- **SUPPLIED TEXT**

********************

Is it safe to reuse silica gel?
The FDA has designated silica gel as a GRAS (Generally Recognized as Safe) substance. The Carolinas Poison Center claims that Silica gel is non-toxic, which means that ingesting it won’t get you sick.
Given that it is not food and poses a choking risk, the product’s packaging clearly states, “DO NOT EAT.” Small children or animals may choke on the entire packet, granules, or beads.
Moreover, cobalt chloride is mixed with silica gel beads (white) to indicate (blue to pink). It is known that cobalt chloride causes cancer. Hence, it is not advised to use blue signaling beads for food.
Now, when it comes to reusing, silica gel is great. Repurposing them in the appropriate application is safe, and you may reuse these packets for different purposes.
How to reuse silica gel?
You might be startled to hear that silica gel can be recycled repeatedly without compromising its absorption power! Once it has completely absorbed the water, it can be heated to cause the evaporation of the water. What a waste it will be to discard it simply!
Here is a list of circumstances where you can reuse these tiny practical packs.
- Dry a wet smartphone
- Reusable fruit and veg bags
- Prevent rust on razor blades
- Storing shoes to avoid fungal/bacterial growth
- To keep makeup bags and Gym bags dry and fresh
- Jewelry boxes to keep them shiny
- Storing important documents and old photographs
- Toolboxes to prevent rust
- Prevent seeds from early mold/sprouting
Wrapping It Up
Silica gel is generally non-toxic, degradable, and harmless to the environment if used appropriately and dealt with properly. This product’s inappropriate and irresponsible disposal, which pollutes the environment, is the source of its environmental implications. If this can be taken into control, silica gel will not cause much harm to the environment.

********************

- **ASSIGNED TASK A**
In the silica gel text, what are the words from "How to reuse" up to and including "discard it simply!"? Reproduce them word for word.
- **ASSIGNED TASK B**
According to the silica gel text, what substance mixed with the indicator beads is known to cause cancer?
The items that follow the text aren't required for anything here.

Region pointing data
********************

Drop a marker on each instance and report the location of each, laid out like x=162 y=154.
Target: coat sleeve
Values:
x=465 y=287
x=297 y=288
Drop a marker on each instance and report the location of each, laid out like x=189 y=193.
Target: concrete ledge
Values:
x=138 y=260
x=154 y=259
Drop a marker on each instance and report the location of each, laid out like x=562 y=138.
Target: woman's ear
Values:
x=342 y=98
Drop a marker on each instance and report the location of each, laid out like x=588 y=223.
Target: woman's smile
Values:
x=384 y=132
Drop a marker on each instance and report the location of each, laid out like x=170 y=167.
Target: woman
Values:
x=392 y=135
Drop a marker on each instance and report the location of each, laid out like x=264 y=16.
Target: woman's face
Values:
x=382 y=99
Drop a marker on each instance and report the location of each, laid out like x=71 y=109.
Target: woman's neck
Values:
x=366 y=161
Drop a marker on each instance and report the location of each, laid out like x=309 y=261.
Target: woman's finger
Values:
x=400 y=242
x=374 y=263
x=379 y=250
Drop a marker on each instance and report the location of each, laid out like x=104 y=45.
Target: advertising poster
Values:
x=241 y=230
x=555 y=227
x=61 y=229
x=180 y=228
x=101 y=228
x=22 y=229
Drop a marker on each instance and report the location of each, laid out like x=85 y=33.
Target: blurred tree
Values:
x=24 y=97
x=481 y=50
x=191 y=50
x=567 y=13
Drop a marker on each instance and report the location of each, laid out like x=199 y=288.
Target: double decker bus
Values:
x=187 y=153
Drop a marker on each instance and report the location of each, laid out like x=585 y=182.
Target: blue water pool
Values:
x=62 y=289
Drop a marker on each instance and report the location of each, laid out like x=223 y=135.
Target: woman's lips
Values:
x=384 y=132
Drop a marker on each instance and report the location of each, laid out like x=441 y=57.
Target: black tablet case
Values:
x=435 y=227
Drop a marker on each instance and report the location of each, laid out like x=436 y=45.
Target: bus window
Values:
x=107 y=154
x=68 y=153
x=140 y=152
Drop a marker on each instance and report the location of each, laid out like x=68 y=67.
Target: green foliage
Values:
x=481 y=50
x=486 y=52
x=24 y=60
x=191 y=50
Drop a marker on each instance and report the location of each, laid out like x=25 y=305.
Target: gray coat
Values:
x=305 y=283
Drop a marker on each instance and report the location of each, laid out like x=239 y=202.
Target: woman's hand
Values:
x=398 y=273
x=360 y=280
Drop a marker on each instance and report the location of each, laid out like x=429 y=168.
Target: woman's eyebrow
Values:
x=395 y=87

********************

- **REPLY A**
How to reuse silica gel?
You might be startled to hear that silica gel can be recycled repeatedly without compromising its absorption power! Once it has completely absorbed the water, it can be heated to cause the evaporation of the water. What a waste it will be to discard it simply!

- **REPLY B**
Cobalt chloride.